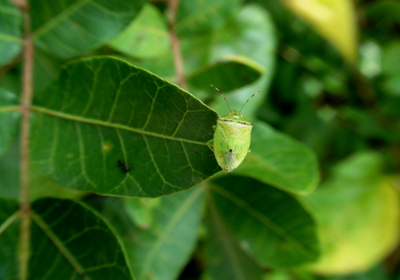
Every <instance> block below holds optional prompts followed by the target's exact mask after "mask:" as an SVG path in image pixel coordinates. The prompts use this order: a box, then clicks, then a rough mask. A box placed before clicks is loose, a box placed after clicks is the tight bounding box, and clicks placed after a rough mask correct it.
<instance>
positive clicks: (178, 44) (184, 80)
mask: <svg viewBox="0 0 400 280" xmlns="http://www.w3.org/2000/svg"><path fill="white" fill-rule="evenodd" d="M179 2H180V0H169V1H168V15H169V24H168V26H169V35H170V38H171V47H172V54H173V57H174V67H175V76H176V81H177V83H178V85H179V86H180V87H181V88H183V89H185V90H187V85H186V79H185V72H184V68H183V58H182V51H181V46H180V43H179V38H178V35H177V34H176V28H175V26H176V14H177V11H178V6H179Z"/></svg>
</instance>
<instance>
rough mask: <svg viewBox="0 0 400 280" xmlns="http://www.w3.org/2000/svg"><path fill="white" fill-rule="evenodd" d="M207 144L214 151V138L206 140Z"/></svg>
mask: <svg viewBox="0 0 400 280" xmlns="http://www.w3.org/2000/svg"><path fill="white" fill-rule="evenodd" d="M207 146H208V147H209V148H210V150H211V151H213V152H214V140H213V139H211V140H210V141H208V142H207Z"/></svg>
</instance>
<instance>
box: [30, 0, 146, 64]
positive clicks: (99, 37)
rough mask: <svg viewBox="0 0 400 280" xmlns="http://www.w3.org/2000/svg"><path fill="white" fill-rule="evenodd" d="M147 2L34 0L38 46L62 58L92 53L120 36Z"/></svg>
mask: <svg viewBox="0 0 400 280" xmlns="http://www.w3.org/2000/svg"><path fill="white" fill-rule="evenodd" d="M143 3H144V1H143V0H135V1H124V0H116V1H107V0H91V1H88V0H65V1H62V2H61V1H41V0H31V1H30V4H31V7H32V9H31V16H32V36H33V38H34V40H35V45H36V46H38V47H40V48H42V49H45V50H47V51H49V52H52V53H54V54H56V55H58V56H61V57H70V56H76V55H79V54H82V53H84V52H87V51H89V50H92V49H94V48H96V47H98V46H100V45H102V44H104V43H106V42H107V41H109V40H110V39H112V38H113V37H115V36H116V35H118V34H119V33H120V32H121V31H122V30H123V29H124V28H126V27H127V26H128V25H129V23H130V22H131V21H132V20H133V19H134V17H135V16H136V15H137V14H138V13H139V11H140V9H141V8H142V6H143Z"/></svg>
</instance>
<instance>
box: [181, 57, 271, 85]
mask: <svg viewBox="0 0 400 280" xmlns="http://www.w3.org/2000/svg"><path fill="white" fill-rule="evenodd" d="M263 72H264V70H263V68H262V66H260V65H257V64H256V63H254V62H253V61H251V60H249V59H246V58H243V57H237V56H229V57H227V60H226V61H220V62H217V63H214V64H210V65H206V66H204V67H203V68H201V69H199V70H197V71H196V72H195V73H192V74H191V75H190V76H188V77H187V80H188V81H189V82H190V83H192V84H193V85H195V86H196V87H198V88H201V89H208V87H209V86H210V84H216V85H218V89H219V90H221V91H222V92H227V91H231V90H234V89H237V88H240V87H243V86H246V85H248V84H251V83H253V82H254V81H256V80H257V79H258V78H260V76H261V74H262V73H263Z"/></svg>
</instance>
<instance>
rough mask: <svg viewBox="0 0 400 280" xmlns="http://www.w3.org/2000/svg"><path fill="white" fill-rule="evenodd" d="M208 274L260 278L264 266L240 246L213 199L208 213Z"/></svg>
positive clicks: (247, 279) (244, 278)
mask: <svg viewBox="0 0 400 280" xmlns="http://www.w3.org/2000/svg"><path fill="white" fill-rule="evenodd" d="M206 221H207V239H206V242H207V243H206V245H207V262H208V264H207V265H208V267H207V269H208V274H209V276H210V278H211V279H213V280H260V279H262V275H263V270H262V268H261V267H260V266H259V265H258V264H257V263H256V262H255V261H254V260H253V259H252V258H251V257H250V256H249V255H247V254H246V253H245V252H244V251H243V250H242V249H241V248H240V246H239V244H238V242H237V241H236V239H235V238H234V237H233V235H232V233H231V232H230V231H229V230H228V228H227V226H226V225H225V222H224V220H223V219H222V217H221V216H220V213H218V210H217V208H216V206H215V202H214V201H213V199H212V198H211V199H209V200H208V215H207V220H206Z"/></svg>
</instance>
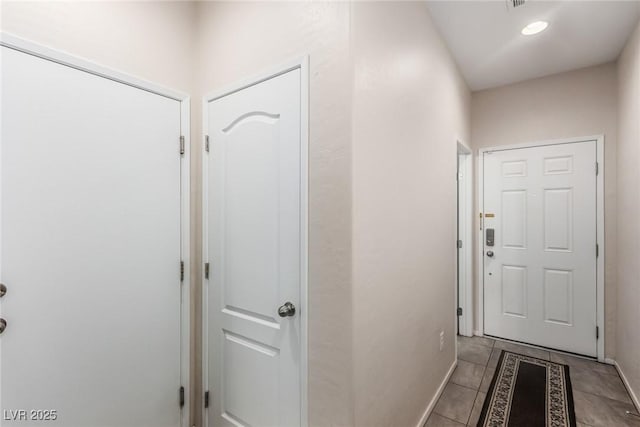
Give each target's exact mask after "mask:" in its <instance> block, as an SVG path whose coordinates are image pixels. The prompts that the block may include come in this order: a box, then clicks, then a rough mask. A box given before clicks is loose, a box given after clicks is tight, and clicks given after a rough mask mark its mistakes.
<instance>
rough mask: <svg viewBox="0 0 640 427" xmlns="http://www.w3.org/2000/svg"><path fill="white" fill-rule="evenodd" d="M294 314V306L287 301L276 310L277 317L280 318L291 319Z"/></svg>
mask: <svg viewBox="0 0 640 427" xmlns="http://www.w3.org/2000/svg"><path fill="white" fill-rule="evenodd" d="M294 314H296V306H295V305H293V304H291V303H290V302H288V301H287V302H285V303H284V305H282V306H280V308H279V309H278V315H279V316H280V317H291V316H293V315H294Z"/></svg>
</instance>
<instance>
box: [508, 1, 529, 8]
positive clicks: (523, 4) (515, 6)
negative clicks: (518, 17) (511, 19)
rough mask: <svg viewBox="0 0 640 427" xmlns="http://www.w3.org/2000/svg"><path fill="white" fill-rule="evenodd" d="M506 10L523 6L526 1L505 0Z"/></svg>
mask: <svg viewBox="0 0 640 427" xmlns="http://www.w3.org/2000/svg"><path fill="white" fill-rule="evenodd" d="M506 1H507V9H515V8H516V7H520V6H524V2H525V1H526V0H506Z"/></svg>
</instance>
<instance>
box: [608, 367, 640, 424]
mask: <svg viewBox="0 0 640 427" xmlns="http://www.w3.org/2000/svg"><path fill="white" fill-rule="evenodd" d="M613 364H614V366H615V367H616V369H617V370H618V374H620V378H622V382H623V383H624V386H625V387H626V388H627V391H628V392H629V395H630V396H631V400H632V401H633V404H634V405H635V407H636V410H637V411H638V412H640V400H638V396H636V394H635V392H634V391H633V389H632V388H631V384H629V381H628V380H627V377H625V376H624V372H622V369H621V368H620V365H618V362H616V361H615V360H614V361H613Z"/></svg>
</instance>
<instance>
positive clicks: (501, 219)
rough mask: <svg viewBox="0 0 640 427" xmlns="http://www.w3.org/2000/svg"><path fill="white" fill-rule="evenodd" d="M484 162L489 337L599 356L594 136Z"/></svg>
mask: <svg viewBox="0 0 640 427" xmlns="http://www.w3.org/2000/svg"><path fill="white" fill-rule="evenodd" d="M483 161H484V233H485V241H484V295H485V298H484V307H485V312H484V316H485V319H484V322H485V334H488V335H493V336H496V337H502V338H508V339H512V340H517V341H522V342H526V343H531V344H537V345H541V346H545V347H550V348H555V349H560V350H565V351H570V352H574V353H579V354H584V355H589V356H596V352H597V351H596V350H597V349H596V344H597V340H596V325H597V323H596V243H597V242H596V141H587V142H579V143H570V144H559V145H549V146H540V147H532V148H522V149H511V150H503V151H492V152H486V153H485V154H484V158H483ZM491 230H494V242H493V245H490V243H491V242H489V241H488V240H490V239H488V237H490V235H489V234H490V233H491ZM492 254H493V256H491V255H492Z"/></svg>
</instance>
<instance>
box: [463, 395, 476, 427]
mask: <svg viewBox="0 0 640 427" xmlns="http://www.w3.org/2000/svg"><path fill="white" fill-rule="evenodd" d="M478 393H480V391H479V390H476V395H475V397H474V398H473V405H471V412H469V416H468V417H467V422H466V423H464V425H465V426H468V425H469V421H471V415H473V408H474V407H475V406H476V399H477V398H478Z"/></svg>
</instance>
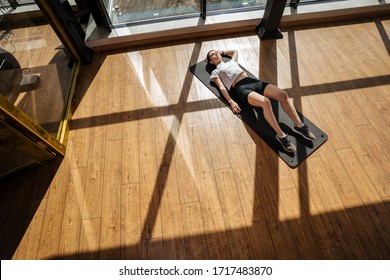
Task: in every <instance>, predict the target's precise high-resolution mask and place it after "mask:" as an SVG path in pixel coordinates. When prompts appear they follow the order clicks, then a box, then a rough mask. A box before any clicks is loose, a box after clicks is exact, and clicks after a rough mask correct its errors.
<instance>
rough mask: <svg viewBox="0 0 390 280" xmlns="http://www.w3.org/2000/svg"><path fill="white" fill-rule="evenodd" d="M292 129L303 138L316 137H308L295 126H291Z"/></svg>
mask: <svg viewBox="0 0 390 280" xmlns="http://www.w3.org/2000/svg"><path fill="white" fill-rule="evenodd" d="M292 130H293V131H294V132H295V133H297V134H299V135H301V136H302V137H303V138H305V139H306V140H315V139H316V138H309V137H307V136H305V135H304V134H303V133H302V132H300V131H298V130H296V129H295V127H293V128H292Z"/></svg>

• [Your assignment]
Pull every line containing "image" out of the records.

• [Response]
Every <instance> block below holds optional prompts followed by the target's exact mask after "mask:" as an SVG path in image pixel coordinates. The prompts use this order: a box, then clicks, then a rough mask. A box placed before clicks is loose, a box placed after clicks is the tight bounding box, and clicks placed after a rough mask correct it.
Give each target's exact mask after "mask:" in its <instance> block, as an SVG path whose coordinates are image pixels. The prompts that the block may include come in this order: a box, then clicks, then a rough mask. A box given before clicks is loose, a box given after clicks is tight, and clicks given after a rough mask mark its mistakes.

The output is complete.